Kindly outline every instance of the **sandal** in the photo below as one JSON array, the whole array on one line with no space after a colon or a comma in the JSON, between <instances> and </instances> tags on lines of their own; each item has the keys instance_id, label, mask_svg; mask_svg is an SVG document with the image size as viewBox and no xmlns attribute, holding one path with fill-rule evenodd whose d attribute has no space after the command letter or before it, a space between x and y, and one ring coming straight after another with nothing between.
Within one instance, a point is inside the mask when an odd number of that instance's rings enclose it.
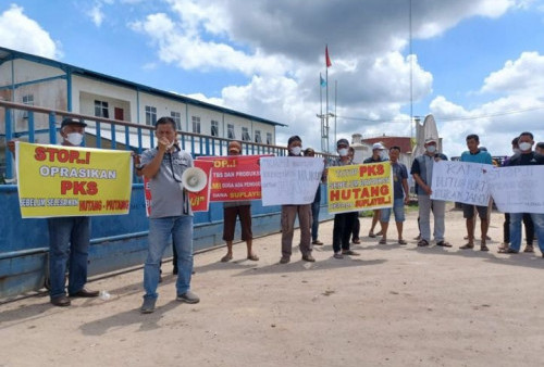
<instances>
[{"instance_id":1,"label":"sandal","mask_svg":"<svg viewBox=\"0 0 544 367\"><path fill-rule=\"evenodd\" d=\"M500 249L500 250L498 250L498 253L499 254L517 254L518 251L516 251L514 249L510 249L510 248L507 248L507 249Z\"/></svg>"},{"instance_id":2,"label":"sandal","mask_svg":"<svg viewBox=\"0 0 544 367\"><path fill-rule=\"evenodd\" d=\"M420 248L424 248L424 246L428 246L428 245L429 245L429 242L426 242L426 240L421 239L418 242L418 246L420 246Z\"/></svg>"},{"instance_id":3,"label":"sandal","mask_svg":"<svg viewBox=\"0 0 544 367\"><path fill-rule=\"evenodd\" d=\"M534 252L533 245L532 244L526 245L526 250L523 250L523 252Z\"/></svg>"},{"instance_id":4,"label":"sandal","mask_svg":"<svg viewBox=\"0 0 544 367\"><path fill-rule=\"evenodd\" d=\"M223 257L221 257L221 263L227 263L227 262L230 262L231 260L233 260L233 255L231 255L231 254L226 254L226 255L224 255Z\"/></svg>"}]
</instances>

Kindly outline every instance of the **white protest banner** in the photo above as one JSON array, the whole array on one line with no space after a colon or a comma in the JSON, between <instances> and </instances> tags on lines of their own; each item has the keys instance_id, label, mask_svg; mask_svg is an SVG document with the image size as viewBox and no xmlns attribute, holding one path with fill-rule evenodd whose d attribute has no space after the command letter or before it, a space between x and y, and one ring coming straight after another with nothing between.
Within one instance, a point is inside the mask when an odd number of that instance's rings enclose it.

* What you are asked to do: Repeat the material above line for line, without any changes, and leave the pictures out.

* Solution to this task:
Kindly outline every instance of the **sandal** in the photo below as one JSON array, the whole array on one line with no space after a colon or a comma in the JSON, between <instances> and </instances> tags on lines of their own; each item has the keys instance_id, label, mask_svg; mask_svg is an SVG document with the image size as viewBox and no xmlns attribute, holding one path with fill-rule evenodd whose d attribute has no space after the command letter or before it, a space between x and y, and one ring coming straight after another with nothing between.
Within one instance, a point is inside the mask when an odd number of that instance's rings enclose it.
<instances>
[{"instance_id":1,"label":"sandal","mask_svg":"<svg viewBox=\"0 0 544 367\"><path fill-rule=\"evenodd\" d=\"M500 249L500 250L498 250L498 253L499 254L517 254L518 251L516 251L514 249L510 249L510 248L507 248L507 249Z\"/></svg>"},{"instance_id":2,"label":"sandal","mask_svg":"<svg viewBox=\"0 0 544 367\"><path fill-rule=\"evenodd\" d=\"M420 248L424 248L424 246L428 246L428 245L429 245L429 242L426 242L426 240L421 239L418 242L418 246L420 246Z\"/></svg>"},{"instance_id":3,"label":"sandal","mask_svg":"<svg viewBox=\"0 0 544 367\"><path fill-rule=\"evenodd\" d=\"M534 252L533 245L532 244L526 245L526 250L523 250L523 252Z\"/></svg>"},{"instance_id":4,"label":"sandal","mask_svg":"<svg viewBox=\"0 0 544 367\"><path fill-rule=\"evenodd\" d=\"M223 257L221 257L221 263L227 263L227 262L230 262L231 260L233 260L233 255L231 255L231 254L226 254L226 255L224 255Z\"/></svg>"}]
</instances>

Kindly outline every instance of the **white protest banner** in the photo above as one JSON array, the whole array on one line with no space after a colon or a comma in the JSON, between <instances> and </instances> tags on lines of their own; each item has the keys instance_id, label, mask_svg; mask_svg is an SVG document with the image size as viewBox and no xmlns attribute, holding one path with fill-rule evenodd whose d attribute has no space after the command letter or before it, a space between x and y, and one ring coming straight after another with nothing between.
Within one instance, a point is inside the mask when an odd number of that instance's rings enclose it.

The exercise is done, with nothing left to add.